Slow comparison of T-type configurations
We found that the critical frequency dropped only in the vicinity of the T-type configuration. We also documented the change of the intersequence separation with position and angle tuning (Figures 6 and 7). We now consider the possibilities for what the critical configural variable is that determines the critical frequency. 
One hypothesis suggested by the current findings is that motion comparison is rapid if the two motions have components that displace in a common direction or opposite directions, while it is slow otherwise. Since a motion vector is two-dimensional (2-D), it can be decomposed into two orthogonal components. Our hypothesis states that fast comparison occurs thanks to same/different judgment of at least one of the two components. To define the two components, the component axes must be specified. The current results can be accounted for if we assume that the axes are defined in relation to the locations of two elements—one axis is along the line connecting the two locations, and the other axis is orthogonal to it. For these coordinates, there is no common component for T-type configurations.

+--

## GIVEN EXERCISE
Print the passage on slow comparison of T-type configurations in full, word for word.

## EXTRACTED INFORMATION
+--

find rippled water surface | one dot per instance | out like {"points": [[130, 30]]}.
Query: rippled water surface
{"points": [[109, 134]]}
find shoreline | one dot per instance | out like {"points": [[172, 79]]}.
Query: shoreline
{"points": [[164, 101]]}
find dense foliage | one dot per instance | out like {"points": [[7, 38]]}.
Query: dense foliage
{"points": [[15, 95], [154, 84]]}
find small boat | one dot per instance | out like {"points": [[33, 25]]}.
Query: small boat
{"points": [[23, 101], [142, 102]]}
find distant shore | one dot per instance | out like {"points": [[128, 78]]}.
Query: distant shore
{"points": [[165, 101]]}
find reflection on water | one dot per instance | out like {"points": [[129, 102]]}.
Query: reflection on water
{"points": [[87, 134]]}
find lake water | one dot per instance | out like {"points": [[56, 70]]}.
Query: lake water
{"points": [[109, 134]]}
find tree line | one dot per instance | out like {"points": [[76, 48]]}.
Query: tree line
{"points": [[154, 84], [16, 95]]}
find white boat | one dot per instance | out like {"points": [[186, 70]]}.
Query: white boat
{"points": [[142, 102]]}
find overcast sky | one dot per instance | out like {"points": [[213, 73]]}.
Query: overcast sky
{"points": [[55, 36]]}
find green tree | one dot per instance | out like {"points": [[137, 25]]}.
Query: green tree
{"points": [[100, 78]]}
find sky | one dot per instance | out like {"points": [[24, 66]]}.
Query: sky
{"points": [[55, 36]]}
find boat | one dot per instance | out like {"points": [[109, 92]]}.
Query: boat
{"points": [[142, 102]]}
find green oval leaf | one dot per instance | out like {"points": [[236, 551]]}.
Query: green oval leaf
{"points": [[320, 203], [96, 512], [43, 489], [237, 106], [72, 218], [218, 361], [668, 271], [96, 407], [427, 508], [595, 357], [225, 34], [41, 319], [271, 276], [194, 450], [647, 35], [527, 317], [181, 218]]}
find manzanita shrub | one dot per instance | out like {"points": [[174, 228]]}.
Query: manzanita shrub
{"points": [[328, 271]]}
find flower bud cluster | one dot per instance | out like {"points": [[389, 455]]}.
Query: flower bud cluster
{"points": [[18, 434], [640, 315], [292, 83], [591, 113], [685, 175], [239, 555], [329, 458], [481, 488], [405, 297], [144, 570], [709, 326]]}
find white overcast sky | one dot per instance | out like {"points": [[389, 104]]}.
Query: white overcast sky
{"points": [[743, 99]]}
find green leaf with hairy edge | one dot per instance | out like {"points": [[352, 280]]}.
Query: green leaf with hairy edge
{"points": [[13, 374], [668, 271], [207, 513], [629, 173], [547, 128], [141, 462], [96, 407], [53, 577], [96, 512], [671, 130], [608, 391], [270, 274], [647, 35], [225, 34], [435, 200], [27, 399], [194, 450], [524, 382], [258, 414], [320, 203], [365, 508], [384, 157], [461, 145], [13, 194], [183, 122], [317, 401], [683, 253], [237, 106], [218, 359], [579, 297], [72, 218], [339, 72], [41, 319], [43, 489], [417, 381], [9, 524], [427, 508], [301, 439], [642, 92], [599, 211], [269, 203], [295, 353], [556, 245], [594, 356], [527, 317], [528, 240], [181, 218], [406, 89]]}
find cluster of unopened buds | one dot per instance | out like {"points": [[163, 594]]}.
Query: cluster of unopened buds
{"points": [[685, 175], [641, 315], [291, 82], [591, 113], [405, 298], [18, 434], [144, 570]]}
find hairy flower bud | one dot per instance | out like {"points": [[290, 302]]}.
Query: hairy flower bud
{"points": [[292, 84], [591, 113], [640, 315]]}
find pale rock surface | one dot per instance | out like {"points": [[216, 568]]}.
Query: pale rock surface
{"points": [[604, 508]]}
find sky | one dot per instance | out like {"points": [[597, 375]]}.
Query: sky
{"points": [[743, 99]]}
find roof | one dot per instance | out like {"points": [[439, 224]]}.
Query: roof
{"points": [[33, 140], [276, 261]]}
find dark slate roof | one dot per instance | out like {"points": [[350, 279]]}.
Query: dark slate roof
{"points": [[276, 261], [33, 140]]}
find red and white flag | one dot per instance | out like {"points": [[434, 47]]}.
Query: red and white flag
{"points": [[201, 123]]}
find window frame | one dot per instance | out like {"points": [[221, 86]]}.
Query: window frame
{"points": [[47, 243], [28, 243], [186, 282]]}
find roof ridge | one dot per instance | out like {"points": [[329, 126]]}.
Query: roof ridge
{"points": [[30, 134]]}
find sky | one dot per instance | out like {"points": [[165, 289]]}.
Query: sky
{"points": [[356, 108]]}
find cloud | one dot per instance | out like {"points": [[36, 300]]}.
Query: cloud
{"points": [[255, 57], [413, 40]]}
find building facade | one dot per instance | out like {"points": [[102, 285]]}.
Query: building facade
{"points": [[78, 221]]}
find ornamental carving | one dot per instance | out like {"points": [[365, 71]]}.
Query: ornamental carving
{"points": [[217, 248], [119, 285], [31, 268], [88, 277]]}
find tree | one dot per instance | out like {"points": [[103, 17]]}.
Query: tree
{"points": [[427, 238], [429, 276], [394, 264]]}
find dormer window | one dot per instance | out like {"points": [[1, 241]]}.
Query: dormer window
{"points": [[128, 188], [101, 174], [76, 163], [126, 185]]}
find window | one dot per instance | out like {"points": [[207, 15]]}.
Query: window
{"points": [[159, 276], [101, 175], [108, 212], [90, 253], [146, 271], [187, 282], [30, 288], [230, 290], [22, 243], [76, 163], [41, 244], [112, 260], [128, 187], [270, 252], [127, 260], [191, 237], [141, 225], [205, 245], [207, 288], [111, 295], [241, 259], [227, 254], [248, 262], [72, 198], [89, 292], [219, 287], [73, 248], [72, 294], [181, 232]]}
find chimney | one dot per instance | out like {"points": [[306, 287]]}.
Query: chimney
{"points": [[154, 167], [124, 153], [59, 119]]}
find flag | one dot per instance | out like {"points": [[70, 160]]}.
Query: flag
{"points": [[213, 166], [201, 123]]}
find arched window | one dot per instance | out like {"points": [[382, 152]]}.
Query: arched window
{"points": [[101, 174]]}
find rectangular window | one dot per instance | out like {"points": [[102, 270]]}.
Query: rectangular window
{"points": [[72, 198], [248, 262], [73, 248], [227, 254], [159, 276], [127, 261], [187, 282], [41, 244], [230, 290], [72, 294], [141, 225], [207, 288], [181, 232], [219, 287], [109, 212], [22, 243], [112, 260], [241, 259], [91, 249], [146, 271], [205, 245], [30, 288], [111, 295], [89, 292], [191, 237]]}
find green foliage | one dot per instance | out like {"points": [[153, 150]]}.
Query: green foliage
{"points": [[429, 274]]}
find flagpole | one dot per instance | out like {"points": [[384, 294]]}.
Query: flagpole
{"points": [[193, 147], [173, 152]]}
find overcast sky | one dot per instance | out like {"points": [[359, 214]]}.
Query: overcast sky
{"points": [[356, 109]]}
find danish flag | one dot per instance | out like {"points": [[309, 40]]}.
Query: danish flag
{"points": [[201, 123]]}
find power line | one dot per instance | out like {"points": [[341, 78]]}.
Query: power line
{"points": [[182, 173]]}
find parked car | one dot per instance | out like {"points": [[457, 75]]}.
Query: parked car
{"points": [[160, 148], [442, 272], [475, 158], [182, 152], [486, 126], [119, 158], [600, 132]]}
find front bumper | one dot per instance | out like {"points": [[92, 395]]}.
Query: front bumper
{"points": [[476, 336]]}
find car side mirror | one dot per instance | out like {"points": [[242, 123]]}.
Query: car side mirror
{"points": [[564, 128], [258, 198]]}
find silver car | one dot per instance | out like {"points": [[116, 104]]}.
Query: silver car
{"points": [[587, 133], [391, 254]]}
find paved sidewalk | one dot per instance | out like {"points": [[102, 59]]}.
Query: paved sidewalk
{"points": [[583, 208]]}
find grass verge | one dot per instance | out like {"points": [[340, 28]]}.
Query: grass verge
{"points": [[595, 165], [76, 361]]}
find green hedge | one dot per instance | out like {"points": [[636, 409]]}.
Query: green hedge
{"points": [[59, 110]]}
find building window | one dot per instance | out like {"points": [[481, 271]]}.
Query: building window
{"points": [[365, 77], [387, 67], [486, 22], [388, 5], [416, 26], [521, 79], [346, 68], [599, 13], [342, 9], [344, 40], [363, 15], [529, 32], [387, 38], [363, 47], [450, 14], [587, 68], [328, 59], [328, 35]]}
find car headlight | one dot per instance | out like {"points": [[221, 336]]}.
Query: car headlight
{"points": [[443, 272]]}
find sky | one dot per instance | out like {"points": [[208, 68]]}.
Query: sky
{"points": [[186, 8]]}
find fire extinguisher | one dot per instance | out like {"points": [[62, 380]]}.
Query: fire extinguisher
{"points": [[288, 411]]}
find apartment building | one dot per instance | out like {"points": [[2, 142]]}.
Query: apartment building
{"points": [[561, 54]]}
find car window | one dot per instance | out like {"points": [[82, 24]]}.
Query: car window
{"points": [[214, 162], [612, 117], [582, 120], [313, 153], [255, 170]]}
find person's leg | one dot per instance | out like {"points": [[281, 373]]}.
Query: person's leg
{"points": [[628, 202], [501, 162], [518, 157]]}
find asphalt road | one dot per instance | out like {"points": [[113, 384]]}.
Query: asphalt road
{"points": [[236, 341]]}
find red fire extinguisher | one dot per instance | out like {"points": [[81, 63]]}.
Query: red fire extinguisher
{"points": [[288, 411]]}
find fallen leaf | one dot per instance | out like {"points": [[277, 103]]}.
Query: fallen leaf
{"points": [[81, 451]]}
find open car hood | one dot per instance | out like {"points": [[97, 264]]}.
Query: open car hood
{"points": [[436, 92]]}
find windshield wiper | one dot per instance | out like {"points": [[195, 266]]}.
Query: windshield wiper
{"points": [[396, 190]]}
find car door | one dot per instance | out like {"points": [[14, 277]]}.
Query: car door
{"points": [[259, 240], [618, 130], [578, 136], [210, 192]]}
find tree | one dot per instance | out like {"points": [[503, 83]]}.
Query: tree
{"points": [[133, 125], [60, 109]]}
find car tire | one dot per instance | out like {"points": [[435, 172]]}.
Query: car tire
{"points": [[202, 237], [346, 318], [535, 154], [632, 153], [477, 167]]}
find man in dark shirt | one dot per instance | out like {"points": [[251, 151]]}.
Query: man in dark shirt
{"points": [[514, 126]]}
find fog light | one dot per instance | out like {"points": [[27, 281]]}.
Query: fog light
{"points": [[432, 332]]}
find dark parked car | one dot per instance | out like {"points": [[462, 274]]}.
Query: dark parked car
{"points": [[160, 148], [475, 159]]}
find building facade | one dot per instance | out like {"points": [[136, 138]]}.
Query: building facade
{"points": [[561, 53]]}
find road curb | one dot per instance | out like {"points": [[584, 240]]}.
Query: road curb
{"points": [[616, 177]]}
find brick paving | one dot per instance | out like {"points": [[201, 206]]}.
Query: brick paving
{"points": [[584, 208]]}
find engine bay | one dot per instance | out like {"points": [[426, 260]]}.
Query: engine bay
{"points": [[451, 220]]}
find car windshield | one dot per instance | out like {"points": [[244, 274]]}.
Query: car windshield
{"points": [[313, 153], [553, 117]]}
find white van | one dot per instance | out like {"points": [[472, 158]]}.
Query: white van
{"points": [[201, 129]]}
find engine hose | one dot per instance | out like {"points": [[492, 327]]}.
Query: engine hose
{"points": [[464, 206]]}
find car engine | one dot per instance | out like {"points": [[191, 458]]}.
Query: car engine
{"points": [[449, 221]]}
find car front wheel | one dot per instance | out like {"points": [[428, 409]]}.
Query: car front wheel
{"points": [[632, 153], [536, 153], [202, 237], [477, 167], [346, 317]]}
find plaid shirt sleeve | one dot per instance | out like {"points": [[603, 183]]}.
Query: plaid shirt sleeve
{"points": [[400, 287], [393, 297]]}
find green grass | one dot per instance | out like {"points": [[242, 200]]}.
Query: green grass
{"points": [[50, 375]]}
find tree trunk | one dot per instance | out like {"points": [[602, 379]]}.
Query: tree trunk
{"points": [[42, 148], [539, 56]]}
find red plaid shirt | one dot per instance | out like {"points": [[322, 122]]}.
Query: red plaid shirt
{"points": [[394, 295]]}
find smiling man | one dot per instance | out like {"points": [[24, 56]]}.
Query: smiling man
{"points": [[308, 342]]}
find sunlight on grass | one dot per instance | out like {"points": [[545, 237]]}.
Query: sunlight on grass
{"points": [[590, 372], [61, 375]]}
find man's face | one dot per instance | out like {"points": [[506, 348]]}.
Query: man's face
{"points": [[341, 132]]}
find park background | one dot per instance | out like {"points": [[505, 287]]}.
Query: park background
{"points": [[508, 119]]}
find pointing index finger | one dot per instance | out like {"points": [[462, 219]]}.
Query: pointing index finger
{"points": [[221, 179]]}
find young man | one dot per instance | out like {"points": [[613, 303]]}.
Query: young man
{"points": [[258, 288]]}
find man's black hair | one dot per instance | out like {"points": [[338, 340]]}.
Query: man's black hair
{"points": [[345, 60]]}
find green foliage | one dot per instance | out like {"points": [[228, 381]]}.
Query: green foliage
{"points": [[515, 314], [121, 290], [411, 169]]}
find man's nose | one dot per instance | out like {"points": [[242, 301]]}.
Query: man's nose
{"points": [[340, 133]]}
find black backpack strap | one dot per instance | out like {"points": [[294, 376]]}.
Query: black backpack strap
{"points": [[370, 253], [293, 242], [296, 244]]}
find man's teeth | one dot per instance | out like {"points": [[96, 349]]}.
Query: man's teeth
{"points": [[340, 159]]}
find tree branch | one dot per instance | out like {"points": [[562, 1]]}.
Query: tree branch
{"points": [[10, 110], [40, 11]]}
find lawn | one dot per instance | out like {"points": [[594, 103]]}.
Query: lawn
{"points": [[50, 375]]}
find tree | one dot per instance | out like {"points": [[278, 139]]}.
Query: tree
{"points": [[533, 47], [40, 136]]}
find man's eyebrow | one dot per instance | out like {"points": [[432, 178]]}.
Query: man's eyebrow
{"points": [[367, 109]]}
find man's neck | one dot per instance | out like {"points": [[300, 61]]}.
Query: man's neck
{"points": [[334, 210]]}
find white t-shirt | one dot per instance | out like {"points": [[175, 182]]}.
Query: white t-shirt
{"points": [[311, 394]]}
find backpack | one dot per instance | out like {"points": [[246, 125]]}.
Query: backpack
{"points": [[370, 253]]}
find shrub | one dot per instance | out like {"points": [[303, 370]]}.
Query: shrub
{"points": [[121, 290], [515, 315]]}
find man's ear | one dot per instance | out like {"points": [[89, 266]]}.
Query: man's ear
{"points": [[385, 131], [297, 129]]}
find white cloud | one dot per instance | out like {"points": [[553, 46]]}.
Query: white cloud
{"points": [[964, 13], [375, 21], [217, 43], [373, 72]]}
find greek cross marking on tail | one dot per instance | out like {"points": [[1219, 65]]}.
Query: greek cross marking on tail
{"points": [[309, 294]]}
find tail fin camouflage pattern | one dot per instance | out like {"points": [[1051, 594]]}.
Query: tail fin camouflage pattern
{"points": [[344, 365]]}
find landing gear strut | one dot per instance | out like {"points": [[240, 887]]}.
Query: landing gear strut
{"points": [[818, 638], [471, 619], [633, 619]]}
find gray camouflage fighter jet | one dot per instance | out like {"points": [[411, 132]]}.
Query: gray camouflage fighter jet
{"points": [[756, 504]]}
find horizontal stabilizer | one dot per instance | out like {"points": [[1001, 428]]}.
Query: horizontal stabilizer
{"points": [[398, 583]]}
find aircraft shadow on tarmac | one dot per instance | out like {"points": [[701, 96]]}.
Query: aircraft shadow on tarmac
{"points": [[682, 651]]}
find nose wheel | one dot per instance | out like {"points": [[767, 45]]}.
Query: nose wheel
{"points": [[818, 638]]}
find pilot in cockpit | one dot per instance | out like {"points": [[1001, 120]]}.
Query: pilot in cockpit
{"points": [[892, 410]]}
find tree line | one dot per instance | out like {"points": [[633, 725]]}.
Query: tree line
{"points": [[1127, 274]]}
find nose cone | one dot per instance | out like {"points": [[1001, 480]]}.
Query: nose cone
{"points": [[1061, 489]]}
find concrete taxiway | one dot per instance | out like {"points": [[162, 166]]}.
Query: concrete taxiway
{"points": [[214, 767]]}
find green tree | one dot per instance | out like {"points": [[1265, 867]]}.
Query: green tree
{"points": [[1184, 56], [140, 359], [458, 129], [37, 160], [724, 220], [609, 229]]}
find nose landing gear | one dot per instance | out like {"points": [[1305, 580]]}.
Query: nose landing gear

+--

## RESULT FOR THIS EXERCISE
Slow comparison of T-type configurations
We found that the critical frequency dropped only in the vicinity of the T-type configuration. We also documented the change of the intersequence separation with position and angle tuning (Figures 6 and 7). We now consider the possibilities for what the critical configural variable is that determines the critical frequency. 
One hypothesis suggested by the current findings is that motion comparison is rapid if the two motions have components that displace in a common direction or opposite directions, while it is slow otherwise. Since a motion vector is two-dimensional (2-D), it can be decomposed into two orthogonal components. Our hypothesis states that fast comparison occurs thanks to same/different judgment of at least one of the two components. To define the two components, the component axes must be specified. The current results can be accounted for if we assume that the axes are defined in relation to the locations of two elements—one axis is along the line connecting the two locations, and the other axis is orthogonal to it. For these coordinates, there is no common component for T-type configurations.